## Exercise brief
Whenever a picture appears, omit it, and set down everything else in the records exactly.

## Task data
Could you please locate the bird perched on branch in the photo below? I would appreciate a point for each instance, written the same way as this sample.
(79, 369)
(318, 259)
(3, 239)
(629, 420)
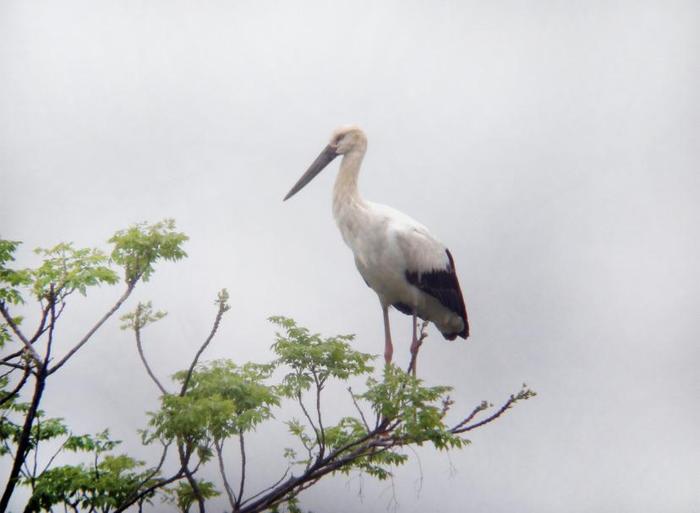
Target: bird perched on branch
(397, 256)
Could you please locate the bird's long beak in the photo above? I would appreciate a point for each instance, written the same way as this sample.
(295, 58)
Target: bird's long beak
(325, 158)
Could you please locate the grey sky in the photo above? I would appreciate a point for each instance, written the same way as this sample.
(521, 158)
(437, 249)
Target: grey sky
(553, 146)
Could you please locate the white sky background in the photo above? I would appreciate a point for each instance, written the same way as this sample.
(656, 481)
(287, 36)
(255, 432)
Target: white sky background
(553, 146)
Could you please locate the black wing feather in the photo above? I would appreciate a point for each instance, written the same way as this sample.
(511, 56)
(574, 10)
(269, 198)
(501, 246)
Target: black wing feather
(443, 285)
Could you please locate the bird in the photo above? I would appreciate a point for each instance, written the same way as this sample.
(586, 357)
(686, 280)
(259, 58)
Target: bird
(397, 257)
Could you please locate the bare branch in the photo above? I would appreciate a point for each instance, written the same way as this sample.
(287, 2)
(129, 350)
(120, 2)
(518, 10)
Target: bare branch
(139, 346)
(223, 307)
(17, 388)
(232, 499)
(91, 332)
(27, 344)
(357, 406)
(269, 487)
(513, 399)
(243, 464)
(184, 461)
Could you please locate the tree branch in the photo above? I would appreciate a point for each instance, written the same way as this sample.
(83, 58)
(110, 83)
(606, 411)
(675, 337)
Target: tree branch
(27, 344)
(232, 499)
(91, 332)
(17, 388)
(243, 464)
(139, 346)
(223, 307)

## Finished exercise
Could you please locate the bird perched on branch in the photo below? I would appreciate a point for each instance, written the same way as this sample.
(79, 369)
(318, 259)
(3, 239)
(629, 420)
Target: bird perched on branch
(397, 256)
Could you please locate the bird's long beak in the photo above? I would appreciate a point for each instance, written the same way as this sample.
(295, 58)
Target: bird's long beak
(325, 158)
Could you please locate the grey sky in the photo above? I would appreciate a point for each instance, written the same way as this sample.
(521, 158)
(437, 249)
Target: grey sky
(553, 146)
Could you please locate the white sky background in the photo above? I would appreciate a point for each instance, written the same way as this sample.
(656, 481)
(287, 36)
(255, 432)
Target: white sky background
(553, 146)
Could you please locate the black wing feather in the photo above? I would appreciate a point for each instance, written the same way as this sample.
(511, 56)
(574, 10)
(269, 198)
(501, 246)
Target: black wing feather
(443, 285)
Could you please locate the bird in the photo above? I would appreciate a point for each instance, written the same way as this sample.
(586, 357)
(686, 280)
(259, 58)
Target: bird
(397, 257)
Could you please locate the bare branch in the photo above? I would appreciate a point for each instance, written the same way as this sample.
(287, 2)
(129, 350)
(120, 2)
(518, 10)
Target: bare branch
(139, 346)
(223, 307)
(17, 388)
(232, 499)
(91, 332)
(27, 344)
(357, 406)
(269, 487)
(513, 399)
(243, 464)
(184, 461)
Could you please locate the tree branch in the photo above? I would appreciate a point for each instance, written the same way as this sample.
(83, 58)
(110, 83)
(606, 411)
(675, 337)
Target: tree branch
(27, 344)
(232, 499)
(91, 332)
(17, 388)
(243, 464)
(139, 346)
(223, 307)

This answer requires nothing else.